Could you restate, word for word, the line that has "Objective - one point per instance of the planetarium" and all lines following it through the end of the entries below?
================================
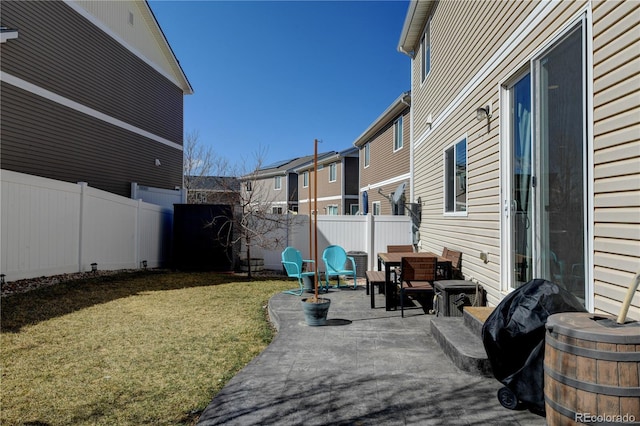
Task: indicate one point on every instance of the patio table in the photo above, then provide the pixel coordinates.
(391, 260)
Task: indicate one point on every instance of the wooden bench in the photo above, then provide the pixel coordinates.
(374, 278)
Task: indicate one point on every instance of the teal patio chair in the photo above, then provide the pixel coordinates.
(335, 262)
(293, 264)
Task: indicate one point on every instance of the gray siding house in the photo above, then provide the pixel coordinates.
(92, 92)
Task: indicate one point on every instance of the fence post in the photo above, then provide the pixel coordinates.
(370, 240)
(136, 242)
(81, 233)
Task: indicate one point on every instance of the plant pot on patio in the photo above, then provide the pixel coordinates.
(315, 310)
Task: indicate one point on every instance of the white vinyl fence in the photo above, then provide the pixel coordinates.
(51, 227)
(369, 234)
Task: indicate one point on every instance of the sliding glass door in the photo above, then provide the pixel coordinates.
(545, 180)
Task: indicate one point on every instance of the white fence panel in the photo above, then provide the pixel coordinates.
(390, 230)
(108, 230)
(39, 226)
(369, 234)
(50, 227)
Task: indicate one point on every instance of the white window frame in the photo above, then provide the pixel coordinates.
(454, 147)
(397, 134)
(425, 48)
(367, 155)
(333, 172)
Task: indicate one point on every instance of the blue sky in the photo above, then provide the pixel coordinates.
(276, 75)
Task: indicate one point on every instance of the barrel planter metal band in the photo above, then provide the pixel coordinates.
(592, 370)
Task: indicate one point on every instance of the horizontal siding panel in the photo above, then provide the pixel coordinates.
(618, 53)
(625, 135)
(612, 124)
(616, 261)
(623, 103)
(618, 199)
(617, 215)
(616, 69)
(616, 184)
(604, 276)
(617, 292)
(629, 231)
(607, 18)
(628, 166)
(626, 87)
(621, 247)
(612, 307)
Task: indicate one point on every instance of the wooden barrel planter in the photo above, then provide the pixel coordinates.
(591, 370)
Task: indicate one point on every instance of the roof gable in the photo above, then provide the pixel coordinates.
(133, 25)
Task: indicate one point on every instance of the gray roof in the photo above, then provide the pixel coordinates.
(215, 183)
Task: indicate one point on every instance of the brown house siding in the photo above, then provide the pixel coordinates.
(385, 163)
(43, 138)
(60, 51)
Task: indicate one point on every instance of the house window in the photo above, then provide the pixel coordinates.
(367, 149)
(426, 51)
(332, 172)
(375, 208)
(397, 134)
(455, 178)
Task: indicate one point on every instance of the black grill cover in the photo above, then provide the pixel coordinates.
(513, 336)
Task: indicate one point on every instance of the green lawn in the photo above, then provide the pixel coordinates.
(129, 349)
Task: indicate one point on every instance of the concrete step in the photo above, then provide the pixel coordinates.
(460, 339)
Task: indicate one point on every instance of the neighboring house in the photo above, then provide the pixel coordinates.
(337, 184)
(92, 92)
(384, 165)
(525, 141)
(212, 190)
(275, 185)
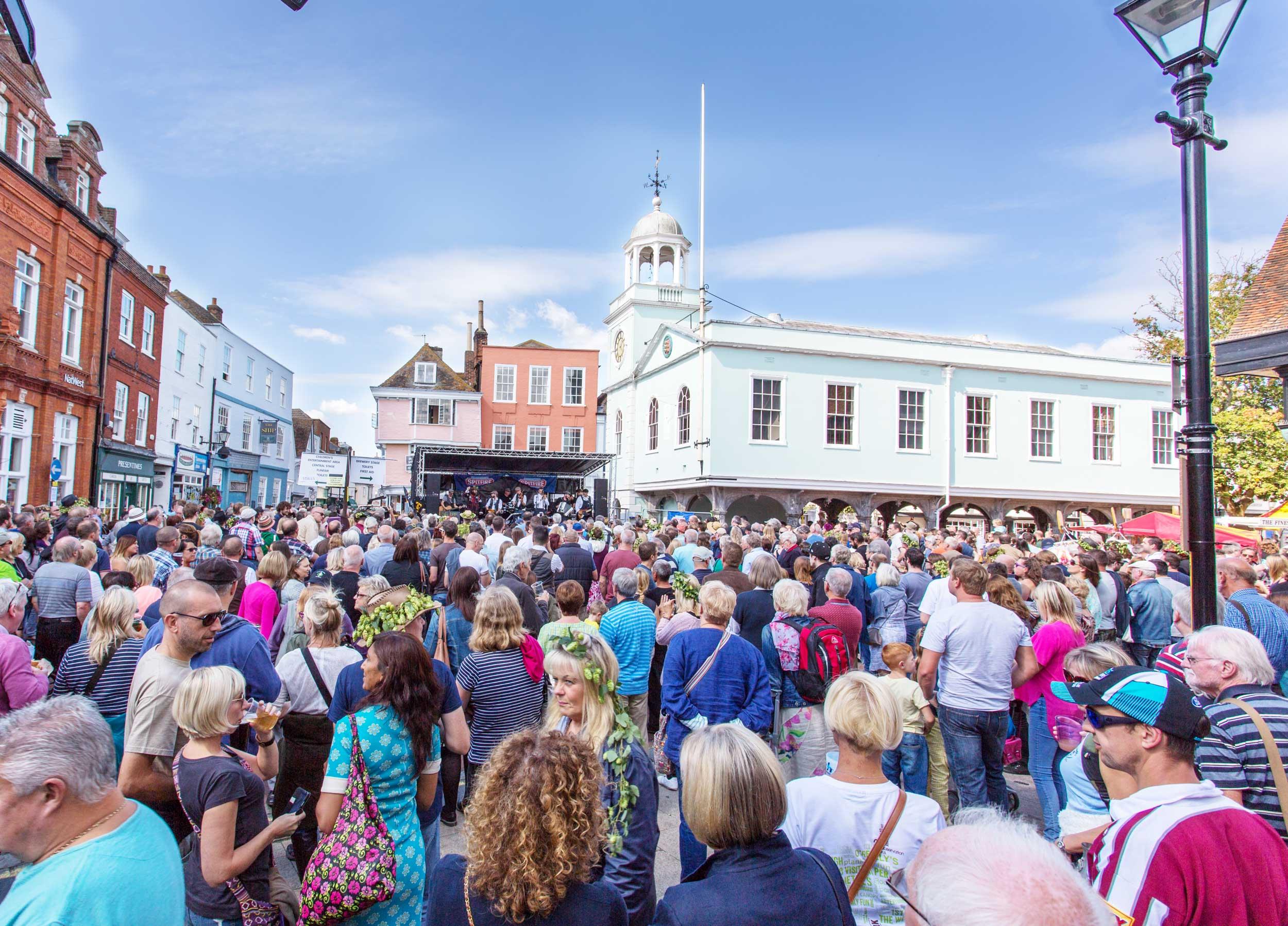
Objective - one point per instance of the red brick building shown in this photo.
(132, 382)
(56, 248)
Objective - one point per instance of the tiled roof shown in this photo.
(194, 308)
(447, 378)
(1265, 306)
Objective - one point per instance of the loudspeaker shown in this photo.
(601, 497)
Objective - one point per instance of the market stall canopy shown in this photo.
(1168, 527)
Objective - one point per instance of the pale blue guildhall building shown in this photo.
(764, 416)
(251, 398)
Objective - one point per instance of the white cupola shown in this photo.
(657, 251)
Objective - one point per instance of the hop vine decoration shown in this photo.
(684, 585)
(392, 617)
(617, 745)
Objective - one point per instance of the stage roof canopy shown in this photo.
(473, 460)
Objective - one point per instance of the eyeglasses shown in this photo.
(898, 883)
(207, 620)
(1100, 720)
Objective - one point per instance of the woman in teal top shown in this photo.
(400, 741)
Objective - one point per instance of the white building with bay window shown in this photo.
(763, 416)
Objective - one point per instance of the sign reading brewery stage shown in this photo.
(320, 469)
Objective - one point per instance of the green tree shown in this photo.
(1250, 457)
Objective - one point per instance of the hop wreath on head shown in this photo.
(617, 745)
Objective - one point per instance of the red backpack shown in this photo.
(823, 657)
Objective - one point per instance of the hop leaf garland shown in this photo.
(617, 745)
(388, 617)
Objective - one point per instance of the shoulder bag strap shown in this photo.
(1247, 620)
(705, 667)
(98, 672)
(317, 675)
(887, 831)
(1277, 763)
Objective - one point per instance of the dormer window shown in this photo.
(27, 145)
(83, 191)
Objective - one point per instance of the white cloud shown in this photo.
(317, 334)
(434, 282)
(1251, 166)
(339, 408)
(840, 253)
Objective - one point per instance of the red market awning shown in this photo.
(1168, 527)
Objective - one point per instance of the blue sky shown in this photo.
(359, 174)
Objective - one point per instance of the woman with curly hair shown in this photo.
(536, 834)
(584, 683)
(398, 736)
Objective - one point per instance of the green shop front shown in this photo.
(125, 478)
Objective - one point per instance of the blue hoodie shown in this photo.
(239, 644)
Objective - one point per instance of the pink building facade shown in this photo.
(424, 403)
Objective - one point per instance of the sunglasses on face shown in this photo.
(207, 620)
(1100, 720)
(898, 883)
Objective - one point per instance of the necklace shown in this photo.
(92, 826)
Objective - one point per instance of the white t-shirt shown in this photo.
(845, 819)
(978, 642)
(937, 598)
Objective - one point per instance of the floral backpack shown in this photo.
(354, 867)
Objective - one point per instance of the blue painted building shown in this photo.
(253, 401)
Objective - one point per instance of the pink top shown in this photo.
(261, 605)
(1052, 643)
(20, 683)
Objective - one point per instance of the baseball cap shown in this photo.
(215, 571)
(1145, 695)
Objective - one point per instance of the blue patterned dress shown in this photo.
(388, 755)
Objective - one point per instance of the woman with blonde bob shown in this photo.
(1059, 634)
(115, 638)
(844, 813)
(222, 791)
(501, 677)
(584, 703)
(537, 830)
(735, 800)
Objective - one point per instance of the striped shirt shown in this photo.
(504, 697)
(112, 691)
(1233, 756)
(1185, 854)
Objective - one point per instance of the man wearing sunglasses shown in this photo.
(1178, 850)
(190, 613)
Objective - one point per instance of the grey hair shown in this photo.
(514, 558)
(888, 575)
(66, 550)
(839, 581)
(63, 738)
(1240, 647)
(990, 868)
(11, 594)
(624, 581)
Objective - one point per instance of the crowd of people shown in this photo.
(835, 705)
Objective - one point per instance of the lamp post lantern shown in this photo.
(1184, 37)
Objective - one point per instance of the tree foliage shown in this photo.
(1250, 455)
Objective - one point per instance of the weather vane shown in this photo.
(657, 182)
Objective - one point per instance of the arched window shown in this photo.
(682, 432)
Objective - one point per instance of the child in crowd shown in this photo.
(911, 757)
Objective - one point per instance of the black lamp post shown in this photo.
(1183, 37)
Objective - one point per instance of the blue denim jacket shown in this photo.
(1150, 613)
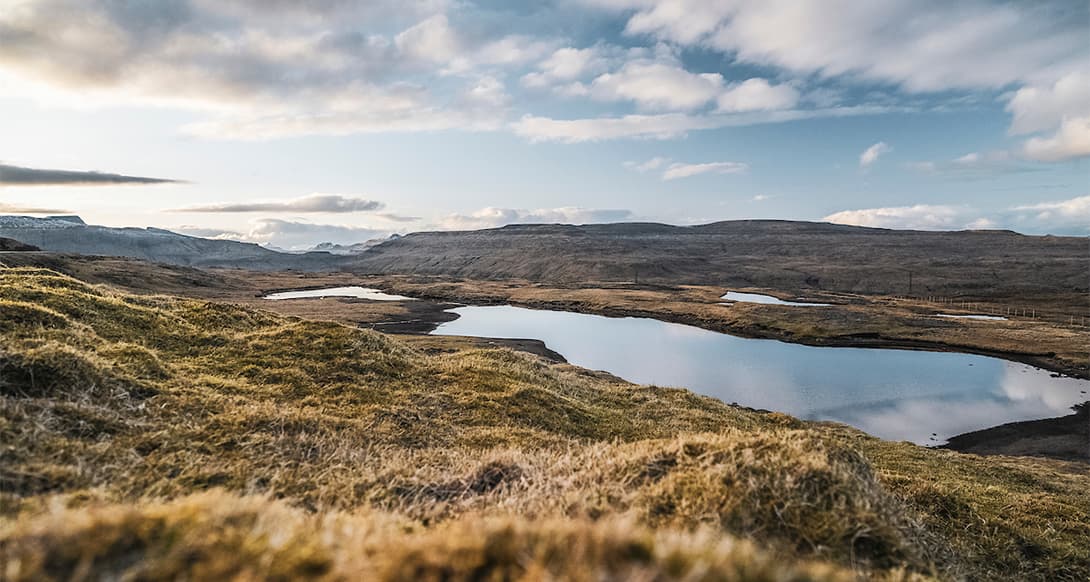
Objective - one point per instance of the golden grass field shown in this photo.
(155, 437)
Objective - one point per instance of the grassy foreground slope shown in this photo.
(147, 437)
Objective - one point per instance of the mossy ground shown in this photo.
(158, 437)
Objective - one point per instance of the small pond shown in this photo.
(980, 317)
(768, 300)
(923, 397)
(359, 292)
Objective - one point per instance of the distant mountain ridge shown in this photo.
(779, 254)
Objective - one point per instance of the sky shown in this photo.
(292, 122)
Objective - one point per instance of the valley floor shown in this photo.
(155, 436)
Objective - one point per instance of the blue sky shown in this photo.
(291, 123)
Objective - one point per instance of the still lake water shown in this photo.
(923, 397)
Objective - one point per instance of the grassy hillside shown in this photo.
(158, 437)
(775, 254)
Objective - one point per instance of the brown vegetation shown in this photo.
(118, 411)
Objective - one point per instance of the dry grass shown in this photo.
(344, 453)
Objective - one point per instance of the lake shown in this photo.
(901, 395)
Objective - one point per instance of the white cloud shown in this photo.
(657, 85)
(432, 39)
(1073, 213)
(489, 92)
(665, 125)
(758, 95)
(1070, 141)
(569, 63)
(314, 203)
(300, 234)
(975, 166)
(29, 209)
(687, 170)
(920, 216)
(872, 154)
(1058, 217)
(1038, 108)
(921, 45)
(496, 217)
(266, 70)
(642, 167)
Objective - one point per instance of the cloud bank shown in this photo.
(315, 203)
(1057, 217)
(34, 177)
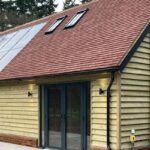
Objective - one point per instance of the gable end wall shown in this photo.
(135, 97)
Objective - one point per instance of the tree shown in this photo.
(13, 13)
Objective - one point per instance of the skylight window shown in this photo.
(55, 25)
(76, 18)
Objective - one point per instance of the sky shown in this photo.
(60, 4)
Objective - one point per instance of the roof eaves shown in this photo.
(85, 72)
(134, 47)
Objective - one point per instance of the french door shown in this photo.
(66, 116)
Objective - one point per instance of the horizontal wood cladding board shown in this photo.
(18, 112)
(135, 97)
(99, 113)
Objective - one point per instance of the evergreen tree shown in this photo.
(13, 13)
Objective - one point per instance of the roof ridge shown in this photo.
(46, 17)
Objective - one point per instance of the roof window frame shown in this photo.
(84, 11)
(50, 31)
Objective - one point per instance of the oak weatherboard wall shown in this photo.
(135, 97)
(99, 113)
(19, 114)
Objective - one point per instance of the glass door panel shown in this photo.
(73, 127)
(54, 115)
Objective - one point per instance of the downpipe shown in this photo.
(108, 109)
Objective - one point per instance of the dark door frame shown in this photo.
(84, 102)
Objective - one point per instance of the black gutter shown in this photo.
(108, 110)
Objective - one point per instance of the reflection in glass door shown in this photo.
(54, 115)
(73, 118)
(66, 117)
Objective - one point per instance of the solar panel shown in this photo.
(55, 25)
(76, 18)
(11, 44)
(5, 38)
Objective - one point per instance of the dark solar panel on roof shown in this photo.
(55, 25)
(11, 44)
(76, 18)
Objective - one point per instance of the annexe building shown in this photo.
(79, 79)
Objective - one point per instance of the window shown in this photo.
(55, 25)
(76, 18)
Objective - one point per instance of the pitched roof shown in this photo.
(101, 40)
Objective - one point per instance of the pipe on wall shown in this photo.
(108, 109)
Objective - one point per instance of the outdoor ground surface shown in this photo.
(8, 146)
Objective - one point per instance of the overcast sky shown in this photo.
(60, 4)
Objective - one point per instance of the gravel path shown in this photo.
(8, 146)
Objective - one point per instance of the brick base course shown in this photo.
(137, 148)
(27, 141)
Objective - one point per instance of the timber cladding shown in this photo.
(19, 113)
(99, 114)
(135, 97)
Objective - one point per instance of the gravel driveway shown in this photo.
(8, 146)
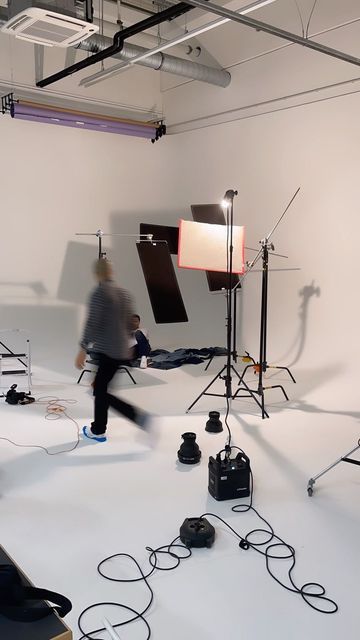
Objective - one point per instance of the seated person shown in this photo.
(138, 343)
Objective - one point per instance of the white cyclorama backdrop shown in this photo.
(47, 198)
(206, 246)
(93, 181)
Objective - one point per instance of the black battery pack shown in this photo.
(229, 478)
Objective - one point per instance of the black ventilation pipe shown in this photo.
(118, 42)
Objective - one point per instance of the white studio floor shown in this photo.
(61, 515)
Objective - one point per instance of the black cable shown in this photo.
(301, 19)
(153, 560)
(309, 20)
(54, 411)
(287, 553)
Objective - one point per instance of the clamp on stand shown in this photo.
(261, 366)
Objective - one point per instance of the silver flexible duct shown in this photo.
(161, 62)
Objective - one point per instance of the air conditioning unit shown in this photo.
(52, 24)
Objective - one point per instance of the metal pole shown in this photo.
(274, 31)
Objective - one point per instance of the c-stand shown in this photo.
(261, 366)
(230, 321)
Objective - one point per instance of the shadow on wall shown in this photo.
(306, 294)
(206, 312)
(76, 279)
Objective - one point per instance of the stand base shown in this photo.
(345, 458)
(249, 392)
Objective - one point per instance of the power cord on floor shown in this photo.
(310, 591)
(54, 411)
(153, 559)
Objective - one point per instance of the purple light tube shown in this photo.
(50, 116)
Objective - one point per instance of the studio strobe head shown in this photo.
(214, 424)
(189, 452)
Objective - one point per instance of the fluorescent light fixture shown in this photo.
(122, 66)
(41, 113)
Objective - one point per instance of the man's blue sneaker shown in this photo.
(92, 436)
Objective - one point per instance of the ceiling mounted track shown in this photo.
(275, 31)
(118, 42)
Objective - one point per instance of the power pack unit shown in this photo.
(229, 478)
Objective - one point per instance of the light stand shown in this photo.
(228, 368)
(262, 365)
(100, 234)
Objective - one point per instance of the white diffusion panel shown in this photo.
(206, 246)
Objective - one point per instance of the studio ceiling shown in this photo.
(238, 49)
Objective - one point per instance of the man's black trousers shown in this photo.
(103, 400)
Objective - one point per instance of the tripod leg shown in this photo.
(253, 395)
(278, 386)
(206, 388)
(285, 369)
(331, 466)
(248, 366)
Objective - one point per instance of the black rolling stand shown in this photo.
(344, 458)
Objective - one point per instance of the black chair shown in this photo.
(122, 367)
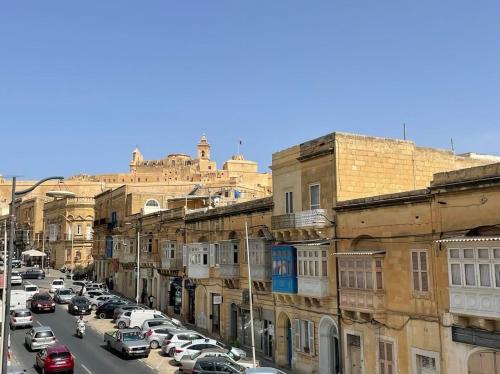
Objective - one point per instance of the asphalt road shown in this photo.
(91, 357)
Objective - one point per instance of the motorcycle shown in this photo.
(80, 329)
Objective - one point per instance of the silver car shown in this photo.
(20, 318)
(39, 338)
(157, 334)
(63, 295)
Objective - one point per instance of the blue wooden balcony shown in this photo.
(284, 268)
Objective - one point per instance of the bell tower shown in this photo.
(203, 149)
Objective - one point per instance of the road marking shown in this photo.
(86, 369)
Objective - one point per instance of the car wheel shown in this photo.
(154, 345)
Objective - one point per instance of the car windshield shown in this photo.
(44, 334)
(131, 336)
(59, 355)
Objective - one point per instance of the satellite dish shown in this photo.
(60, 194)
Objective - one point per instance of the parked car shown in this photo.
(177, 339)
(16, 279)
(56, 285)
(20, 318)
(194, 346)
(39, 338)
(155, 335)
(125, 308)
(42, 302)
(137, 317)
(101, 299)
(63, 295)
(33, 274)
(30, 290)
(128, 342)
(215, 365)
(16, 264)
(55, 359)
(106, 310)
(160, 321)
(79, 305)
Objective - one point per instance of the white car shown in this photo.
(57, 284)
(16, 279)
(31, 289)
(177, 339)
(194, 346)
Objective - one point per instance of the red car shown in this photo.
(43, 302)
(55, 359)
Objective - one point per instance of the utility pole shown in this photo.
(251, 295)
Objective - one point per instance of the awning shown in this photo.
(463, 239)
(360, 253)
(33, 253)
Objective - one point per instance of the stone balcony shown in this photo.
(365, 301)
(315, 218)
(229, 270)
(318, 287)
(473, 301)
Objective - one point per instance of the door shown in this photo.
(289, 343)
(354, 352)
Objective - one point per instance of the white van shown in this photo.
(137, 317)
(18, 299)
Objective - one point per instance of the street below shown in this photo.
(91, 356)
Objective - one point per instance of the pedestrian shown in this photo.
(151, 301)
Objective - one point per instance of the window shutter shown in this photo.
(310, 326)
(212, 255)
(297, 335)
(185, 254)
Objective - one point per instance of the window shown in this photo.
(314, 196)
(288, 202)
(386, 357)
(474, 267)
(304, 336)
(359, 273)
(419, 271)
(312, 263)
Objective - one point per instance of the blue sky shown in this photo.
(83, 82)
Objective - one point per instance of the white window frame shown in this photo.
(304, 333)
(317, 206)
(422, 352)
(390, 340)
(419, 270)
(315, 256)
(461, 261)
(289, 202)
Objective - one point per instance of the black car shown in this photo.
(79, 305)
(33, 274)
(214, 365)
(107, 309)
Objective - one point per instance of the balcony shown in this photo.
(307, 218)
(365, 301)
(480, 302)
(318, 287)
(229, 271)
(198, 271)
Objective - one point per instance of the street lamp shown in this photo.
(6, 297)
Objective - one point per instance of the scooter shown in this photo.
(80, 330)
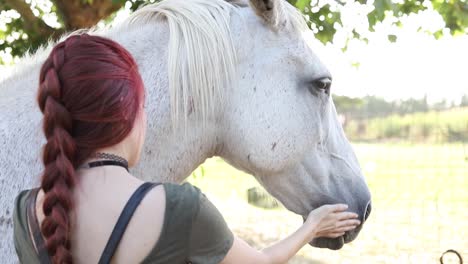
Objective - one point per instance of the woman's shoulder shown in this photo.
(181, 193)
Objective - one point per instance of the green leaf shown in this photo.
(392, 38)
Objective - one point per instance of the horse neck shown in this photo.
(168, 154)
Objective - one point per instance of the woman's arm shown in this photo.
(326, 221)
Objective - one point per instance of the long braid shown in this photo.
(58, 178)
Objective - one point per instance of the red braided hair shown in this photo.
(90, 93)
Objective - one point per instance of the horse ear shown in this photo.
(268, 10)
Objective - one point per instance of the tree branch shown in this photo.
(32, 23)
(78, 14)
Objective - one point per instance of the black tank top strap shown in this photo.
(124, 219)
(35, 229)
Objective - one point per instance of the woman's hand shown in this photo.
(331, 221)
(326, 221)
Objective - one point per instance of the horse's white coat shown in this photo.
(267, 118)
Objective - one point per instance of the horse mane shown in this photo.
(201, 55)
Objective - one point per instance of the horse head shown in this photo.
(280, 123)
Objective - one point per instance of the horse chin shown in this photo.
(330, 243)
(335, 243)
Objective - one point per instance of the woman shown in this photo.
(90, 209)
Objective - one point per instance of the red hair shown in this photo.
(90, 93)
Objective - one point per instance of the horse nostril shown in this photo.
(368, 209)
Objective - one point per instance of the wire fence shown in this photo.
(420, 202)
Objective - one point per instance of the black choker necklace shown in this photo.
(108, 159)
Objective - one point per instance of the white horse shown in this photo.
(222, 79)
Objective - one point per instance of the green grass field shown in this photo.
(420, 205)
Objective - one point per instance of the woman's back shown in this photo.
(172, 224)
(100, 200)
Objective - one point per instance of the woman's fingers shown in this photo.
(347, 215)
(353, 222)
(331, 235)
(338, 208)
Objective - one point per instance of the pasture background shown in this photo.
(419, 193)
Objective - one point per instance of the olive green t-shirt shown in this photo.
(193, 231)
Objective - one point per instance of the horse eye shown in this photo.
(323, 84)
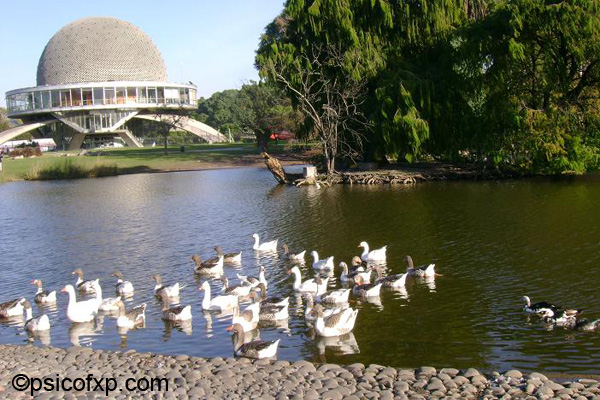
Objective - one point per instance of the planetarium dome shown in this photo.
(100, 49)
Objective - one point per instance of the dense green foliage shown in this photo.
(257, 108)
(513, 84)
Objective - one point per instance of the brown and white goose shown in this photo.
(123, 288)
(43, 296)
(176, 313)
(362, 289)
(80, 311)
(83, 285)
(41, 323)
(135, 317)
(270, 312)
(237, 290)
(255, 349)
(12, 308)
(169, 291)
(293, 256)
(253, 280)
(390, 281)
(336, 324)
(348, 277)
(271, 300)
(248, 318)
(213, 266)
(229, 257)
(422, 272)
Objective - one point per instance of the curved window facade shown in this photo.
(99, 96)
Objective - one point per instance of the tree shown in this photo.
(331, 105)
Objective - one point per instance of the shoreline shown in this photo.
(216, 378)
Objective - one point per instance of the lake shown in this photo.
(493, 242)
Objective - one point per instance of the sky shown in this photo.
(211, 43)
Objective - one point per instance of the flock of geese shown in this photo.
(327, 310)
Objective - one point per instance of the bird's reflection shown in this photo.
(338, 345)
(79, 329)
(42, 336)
================================
__SOLUTION TO THE PROBLEM__.
Objective - one point per instance of the planetarium dome shown in this photo.
(100, 49)
Objective - one point per instance of the dense green foliage shown in this photo.
(257, 108)
(513, 84)
Objective - one point per instance of the brown and white goose shown in this photo.
(123, 288)
(43, 296)
(176, 313)
(362, 289)
(80, 311)
(83, 285)
(41, 323)
(135, 317)
(270, 312)
(237, 290)
(255, 349)
(12, 308)
(169, 291)
(293, 256)
(253, 280)
(390, 281)
(336, 324)
(348, 277)
(271, 300)
(248, 318)
(213, 266)
(229, 257)
(422, 272)
Objective - one point per instance of the curved window facade shown in this photo.
(99, 96)
Objective - one point per instance of the tree shown in this photo.
(331, 105)
Objective - one point per instance of the shoreline shown in this photo.
(216, 378)
Objective - one point per instance of the lake shown in this photo.
(493, 242)
Objective - one point per instance of the sky shown in this photo.
(211, 43)
Objective - one point per instance of the flock of geese shown in this photo.
(327, 310)
Objective - one point per instance of the bird's reflection shown in this photo.
(338, 345)
(79, 329)
(42, 336)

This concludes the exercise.